• [Data listing]
**********

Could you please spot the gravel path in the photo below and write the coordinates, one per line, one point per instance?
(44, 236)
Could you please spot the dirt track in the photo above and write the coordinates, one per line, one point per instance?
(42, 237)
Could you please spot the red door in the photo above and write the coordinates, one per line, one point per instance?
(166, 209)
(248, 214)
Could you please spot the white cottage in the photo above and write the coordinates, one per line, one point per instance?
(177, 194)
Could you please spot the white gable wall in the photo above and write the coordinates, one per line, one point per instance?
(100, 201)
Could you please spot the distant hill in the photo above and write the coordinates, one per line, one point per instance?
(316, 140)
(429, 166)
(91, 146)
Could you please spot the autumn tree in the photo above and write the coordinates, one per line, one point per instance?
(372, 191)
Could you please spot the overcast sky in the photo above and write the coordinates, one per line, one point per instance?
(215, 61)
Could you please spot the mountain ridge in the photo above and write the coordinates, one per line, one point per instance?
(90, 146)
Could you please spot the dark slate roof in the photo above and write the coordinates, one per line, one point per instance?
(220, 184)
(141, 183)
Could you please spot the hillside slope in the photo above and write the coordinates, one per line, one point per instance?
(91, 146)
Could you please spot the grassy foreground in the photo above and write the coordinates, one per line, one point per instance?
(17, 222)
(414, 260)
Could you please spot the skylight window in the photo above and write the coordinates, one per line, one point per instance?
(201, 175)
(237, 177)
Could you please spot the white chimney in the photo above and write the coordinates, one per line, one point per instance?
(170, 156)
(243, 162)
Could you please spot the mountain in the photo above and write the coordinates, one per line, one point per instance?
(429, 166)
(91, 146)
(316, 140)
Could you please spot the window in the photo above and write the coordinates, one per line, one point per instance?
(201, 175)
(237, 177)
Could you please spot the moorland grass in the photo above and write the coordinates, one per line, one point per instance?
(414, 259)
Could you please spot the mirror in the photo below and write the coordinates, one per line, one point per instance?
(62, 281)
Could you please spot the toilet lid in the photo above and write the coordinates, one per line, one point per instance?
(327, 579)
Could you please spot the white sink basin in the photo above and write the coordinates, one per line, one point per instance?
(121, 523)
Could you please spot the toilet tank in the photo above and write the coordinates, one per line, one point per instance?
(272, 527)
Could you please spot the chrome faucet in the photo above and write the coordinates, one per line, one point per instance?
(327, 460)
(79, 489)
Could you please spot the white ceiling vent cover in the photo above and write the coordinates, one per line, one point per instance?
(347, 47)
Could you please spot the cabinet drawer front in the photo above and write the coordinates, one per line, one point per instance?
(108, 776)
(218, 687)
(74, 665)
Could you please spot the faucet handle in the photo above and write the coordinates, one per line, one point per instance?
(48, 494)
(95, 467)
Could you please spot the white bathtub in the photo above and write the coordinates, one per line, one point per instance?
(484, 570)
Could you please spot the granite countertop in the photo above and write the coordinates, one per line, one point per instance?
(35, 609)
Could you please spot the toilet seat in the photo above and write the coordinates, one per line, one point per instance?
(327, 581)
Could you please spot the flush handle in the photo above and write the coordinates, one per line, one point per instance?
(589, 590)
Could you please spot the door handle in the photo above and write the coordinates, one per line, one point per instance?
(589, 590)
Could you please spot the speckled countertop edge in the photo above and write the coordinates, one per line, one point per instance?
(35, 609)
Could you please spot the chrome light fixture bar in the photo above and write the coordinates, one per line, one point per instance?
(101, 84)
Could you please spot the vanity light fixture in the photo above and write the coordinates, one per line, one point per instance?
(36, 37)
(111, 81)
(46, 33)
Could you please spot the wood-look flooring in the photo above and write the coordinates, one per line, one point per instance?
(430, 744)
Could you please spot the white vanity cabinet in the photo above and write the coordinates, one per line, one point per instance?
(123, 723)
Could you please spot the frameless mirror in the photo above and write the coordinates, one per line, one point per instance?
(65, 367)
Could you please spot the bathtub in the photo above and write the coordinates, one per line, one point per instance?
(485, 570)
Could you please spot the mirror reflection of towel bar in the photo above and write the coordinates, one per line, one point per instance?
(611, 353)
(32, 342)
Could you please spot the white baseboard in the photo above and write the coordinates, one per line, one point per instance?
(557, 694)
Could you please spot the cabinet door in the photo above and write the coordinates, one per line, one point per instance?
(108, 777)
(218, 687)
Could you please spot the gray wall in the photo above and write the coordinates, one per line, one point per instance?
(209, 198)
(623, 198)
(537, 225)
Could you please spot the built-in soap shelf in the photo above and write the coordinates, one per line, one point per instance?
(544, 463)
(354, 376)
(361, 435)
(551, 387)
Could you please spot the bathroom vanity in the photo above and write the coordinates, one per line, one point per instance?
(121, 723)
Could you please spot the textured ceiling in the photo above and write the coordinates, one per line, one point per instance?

**********

• [What needs to be done] Give exactly the lines from the one with "Could you please spot the door" to the end of the entries, nothing before them.

• [Written response]
Could you please spot the door handle in the photo above and write the coordinates, one per line, one point per instance?
(589, 590)
Could you please spot the speckled countertop edge in the photo above and write the coordinates, one per line, one point per instance?
(35, 609)
Could you please spot the chrome light fixture bar in the photo above and write the coordinates, one per line, one point per instance?
(101, 84)
Could you please spot the vanity light fixture in the photo above and write the coordinates, one per line, one point per instance?
(36, 37)
(111, 81)
(46, 33)
Could you please spot the wood-look flooring in the photo above and write the coordinates, one per line, one point per instance?
(430, 744)
Could you please spot the white vanity cabinet in the photo above and write the coordinates, one per line, one point per instance?
(123, 723)
Could you please spot the frameless mirror in the photo above and write the coordinates, one per line, one point per instance?
(65, 367)
Could you please spot the bathtub in the photo above and write the coordinates, one per line, one point per instance?
(485, 570)
Could you please spot the mirror reflection of towel bar in the photo above and write the coordinates, one per line, one point per instance?
(611, 353)
(32, 342)
Could you please spot the white baseboard in the photo above and write the coordinates, one per line, one point per instance?
(557, 694)
Could you please spot the cabinet door in the photo above and write the coordinates, one per line, one point per instance?
(108, 777)
(218, 687)
Could you please spot the gray wall in the photo above and write the coordinates, one per line, one point per instance?
(209, 198)
(623, 198)
(537, 225)
Could you please spot the built-in soap shelf in the photo above and write the coordinates, one per line, one point per instance?
(544, 463)
(354, 376)
(361, 435)
(551, 387)
Could you please spot the bathroom vanity in the photo above and write the coordinates, one per line, one point per instance?
(121, 723)
Could you please spot the textured ceiling in the photo above and write the coordinates, one per line, one point per instance?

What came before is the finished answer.